● **TO DO**:
1. In the antilock braking article, rewrite the paragraph beginning "The control of an antilock braking system" as a short bulleted list that keeps its main facts.
2. List every author named in the antilock braking article.
3. According to the antilock braking article, what does the ABS laboratory setup represent?

● **SELECTED EXCERPT**:
>> BEGIN
Research Article | Open Access
Cuauhtémoc Acosta Lúa, Bernardino Castillo Toledo, Stefano Di Gennaro, Marcela Martinez-Gardea, "Dynamic Control Applied to a Laboratory Antilock Braking System", Mathematical Problems in Engineering, vol. 2015, Article ID 896859, 10 pages, 2015. https://doi.org/10.1155/2015/896859
Dynamic Control Applied to a Laboratory Antilock Braking System
The control of an antilock braking system is a difficult problem due to the existence of nonlinear dynamics and uncertainties of its characteristics. To overcome these issues, in this work, a dynamic nonlinear controller is proposed, based on a nonlinear observer. To evaluate its performance, this controller has been implemented on an ABS Laboratory setup, representing a quarter car model. The nonlinear observer reconstructs some of the state variables of the setup, assumed not measurable, to establish a fair benchmark for an ABS system of a real automobile. The dynamic controller ensures exponential convergence of the state estimation, as well as robustness with respect to parameter variations.
>> END
● **Extracted records**:
>> BEGIN
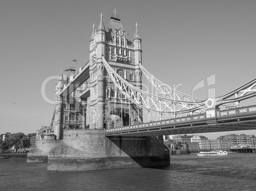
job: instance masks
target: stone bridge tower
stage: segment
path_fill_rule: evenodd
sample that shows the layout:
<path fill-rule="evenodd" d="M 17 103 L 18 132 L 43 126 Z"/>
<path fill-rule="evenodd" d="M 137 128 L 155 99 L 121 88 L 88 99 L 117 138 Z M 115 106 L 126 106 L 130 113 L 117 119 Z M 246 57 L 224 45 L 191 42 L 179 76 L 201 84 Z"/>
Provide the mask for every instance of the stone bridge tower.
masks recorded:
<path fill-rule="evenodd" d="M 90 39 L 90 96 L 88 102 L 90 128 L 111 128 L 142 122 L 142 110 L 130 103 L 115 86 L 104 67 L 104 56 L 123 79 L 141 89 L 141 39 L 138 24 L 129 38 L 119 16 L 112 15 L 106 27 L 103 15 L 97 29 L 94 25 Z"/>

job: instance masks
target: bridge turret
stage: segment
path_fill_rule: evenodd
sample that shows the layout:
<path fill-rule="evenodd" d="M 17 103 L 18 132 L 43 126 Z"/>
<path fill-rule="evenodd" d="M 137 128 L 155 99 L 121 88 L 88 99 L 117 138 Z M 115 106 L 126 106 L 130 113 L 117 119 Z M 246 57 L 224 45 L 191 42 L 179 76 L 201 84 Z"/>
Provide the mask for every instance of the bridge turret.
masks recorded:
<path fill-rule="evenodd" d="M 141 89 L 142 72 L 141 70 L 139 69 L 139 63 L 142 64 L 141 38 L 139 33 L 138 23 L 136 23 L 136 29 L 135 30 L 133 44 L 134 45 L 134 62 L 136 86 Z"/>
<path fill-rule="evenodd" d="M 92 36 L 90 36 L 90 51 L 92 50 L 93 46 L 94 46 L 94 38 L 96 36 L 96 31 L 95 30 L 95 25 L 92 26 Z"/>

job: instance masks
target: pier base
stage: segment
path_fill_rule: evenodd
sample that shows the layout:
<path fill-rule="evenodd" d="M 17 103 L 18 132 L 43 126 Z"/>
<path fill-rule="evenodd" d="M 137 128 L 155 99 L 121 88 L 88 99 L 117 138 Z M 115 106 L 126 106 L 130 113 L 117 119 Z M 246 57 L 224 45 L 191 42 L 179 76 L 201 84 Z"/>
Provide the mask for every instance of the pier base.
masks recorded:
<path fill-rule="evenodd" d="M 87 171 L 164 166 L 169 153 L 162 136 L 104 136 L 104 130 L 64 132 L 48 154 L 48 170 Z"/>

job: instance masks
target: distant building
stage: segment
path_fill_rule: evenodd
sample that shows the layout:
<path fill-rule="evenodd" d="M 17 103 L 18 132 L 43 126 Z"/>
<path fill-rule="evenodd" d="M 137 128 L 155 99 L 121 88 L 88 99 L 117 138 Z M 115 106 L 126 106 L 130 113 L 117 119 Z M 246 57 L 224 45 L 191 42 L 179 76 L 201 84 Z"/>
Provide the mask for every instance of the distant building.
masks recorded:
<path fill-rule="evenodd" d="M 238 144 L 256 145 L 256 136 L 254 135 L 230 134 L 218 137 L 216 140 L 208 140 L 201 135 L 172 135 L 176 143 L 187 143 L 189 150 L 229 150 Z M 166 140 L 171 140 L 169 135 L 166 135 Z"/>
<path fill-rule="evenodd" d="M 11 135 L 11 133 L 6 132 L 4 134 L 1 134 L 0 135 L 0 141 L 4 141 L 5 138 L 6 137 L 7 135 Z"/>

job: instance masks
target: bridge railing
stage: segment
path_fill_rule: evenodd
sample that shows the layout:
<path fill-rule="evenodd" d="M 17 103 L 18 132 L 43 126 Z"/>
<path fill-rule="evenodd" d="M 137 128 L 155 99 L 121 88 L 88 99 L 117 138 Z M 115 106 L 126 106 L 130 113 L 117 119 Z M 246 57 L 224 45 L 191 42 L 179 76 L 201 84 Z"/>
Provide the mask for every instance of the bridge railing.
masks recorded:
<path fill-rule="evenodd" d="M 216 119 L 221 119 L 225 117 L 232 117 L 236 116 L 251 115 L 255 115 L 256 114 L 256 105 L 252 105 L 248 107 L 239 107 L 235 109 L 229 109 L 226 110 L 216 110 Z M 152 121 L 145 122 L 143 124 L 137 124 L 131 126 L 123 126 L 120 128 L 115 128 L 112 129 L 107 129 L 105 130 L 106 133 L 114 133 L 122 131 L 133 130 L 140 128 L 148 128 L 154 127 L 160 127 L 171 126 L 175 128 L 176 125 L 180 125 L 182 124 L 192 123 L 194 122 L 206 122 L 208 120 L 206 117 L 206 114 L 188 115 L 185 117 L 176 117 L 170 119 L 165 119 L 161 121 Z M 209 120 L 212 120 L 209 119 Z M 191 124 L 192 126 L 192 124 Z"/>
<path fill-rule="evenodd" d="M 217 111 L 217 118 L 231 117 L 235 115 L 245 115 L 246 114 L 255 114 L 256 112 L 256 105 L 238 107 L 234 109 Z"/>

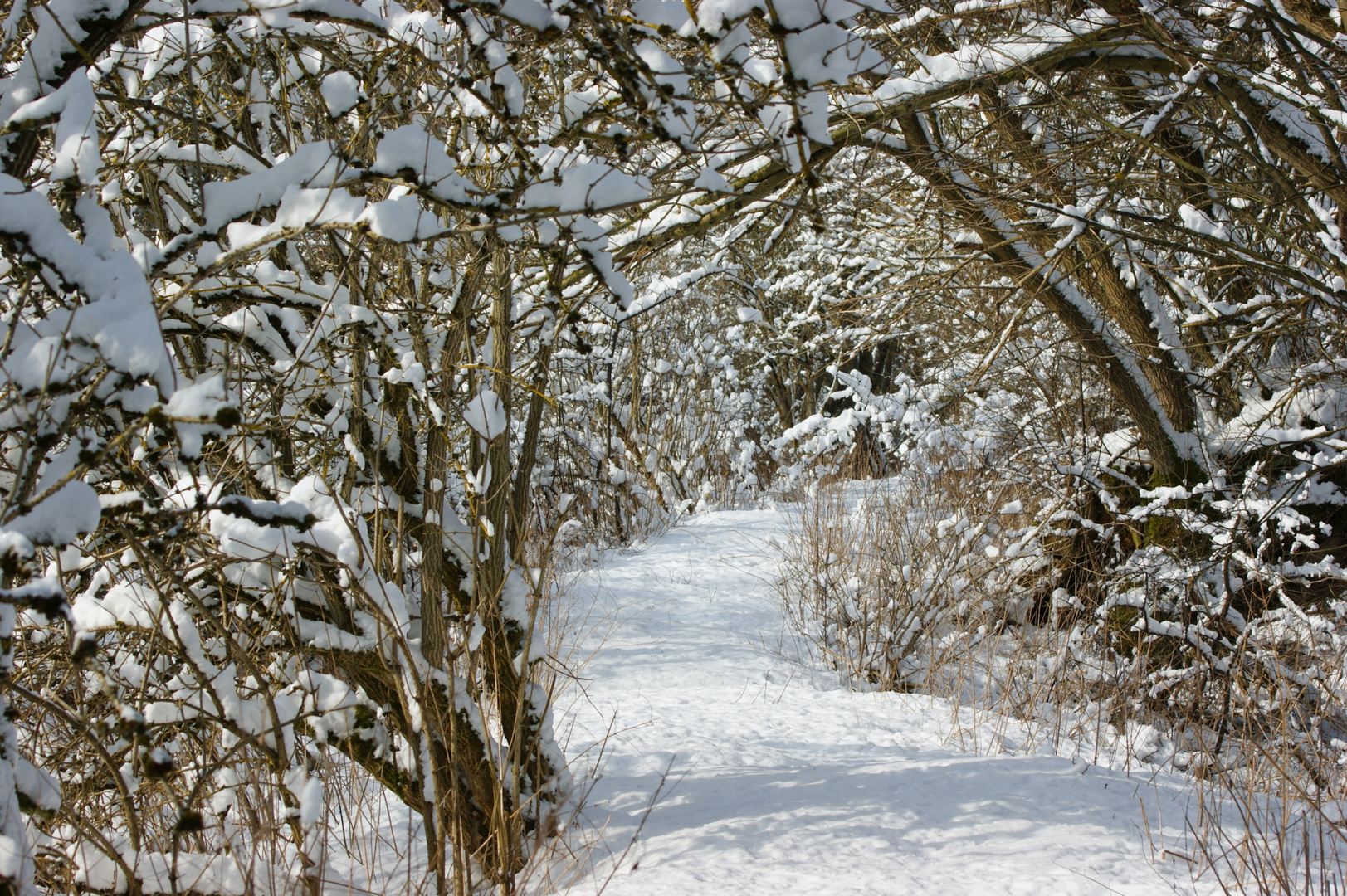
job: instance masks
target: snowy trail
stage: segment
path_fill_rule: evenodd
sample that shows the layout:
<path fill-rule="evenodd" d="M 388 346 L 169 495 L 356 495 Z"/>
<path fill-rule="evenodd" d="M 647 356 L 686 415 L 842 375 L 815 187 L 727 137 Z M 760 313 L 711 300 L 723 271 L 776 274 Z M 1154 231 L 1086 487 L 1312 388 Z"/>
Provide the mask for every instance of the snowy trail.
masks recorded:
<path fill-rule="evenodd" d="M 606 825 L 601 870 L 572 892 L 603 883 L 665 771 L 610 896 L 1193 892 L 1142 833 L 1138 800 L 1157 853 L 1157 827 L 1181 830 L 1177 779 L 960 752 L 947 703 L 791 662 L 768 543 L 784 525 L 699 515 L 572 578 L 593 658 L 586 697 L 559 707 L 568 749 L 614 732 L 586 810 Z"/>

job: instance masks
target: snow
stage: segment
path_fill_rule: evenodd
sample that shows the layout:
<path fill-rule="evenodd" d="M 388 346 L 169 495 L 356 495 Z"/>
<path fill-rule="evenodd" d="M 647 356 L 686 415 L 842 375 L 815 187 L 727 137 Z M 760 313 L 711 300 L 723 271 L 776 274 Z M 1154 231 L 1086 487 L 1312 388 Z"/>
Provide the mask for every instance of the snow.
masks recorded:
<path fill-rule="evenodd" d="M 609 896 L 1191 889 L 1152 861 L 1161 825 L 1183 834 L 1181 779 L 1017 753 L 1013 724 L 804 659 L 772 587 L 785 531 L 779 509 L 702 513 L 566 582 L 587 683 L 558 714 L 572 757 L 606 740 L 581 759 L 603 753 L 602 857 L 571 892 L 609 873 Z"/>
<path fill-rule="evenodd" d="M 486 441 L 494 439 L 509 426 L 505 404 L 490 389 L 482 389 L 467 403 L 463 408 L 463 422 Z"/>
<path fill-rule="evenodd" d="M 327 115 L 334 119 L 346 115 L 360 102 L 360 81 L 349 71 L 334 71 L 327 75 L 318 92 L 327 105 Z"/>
>> END
● **RESULTS FOR EACH TASK**:
1.
- Controlling an antilock braking system is difficult because of nonlinear dynamics and uncertain characteristics.
- The work proposes a dynamic nonlinear controller built on a nonlinear observer.
- The controller was implemented on an ABS laboratory setup that represents a quarter car model.
- The observer reconstructs state variables assumed not measurable, giving a fair benchmark for a real automobile's ABS.
- The controller ensures exponential convergence of the state estimation and robustness to parameter variations.

2.
- Cuauhtémoc Acosta Lúa
- Bernardino Castillo Toledo
- Stefano Di Gennaro
- Marcela Martinez-Gardea

3. A quarter car model.